==== EXTRACT

Back to Spain, I think during the Napoleonic wars the guerilla went after collaborators by preference.

My great grand dad, or maybe it was my grand dad, immigrated to the US in the 1870's from the Alsace. He spoke French, but got conscripted into the German army (was it Prussia at that time?). The family sent all of their sons to the US.

I suppose it makes a difference whether the enemy is a new boss, same as the old boss, or has a radically different vision of how society should be organized. Hegel proclaimed that history had ended on a Tuesday afternoon in October at Jena, when Napoleon, representing the ideals of liberalism, defeated the Prussian nobles, representing the traditional nobility. The Nazis and Fascists proposed to start history up again with a vision of society in which it would be "All within the state, nothing outside the state, nothing against the state."

That's a difference akin to the sort of thing that happened during the Protestant reformation, when people were killed because of their religion (see Huguenots.)Liberalism advocated freedom of speech and religion, fascism condemned and persecuted these activities.

This was not merely collaboration with a nobleman who had a claim to a throne that he wished to press by force of arms against another nobleman with a competing claim and exactly the same objectives. It was collaboration with an attempt to end an entire way of life.

The efforts of the Allies to get those who "collaborated" with the Japanese in Southeast Asia treated as severely as their European counterparts were generally faltered, over the widespread Southeast Asian view that you did what you did under occupation because you had to, and war was just like that, not a matter of Good [Allies] vs. Evil [Axis].

The prosecution of collaborators got farthest in the Philippines, but even there it crumbled away before any major figures were convicted. Elements in the US (trying to uphold the Japanese as potential allies in the Cold War) abetted in this, undercutting America's own crusade, but most Filipinos themselves were inclined to be forgiving even of egregious collaboration. After all, they had been forced to collaborate with nearly four centuries of Spanish and American colonialism!


(In this I am benefitting from the research of my mentor, David Joel Steinberg, Philippine Collaboration in World War II, though not quite reaching his conclusion.)

What was Steinberg's conclusion, dr ngo?

the widespread Southeast Asian view that you did what you did under occupation because you had to

I always thought that it was less that and more, there wasn't much difference between occupiers. Some random things.

Subhas Chandra Bose and the Indian National Army are an amazing chapter in Indian history and the Red Fort trials illustrates precisely that refusal to punish collaborators/patriots.

This is a great discussion of the situation in Vietnam, which had numerous sets of 'collaborators'. From that link

World War II also generated a new series of collaborative relationships. Staring in 1940, the Japanese occupation of Indochina gave rise to a particularly complex situation and set of power dynamics. Whereas the Japanese overthrew Western colonial regimes across Southeast Asia, incorporating them into their own Asian empire, the fall of France in June 1940 and Pétain’s decision in October 1940 to pursue a policy of collaboration with Nazi Germany prevented the Japanese from overthrowing the French in Indochina. As a result, until early 1945 two colonial empires ruled Indochina, a French one located within a wider Japanese one. Both the Japanese and the French competed for the hearts and minds of their Vietnamese subjects. Both sides pitched the advantages of their colonial project. But neither could go too far in this strange colonial condominium. The Japanese needed the French and the French needed to work with the Japanese to hold on to Indochina.

========
==== GIVEN INFORMATION

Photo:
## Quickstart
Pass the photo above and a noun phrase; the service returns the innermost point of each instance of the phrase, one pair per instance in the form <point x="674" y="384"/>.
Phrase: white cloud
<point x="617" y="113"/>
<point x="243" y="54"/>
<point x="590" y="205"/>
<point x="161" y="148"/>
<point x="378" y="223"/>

========

■ SHORT EXERCISE:
Answer these from the text on wartime collaboration above:
(a) In which country did the prosecution of collaborators get farthest?
(b) In what month and year did Pétain decide to pursue a policy of collaboration with Nazi Germany?
(c) From what region did the writer's great grandfather or grandfather immigrate to the US, and in which decade?

■ TASK RESULT:
(a) The Philippines
(b) October 1940
(c) The Alsace, in the 1870s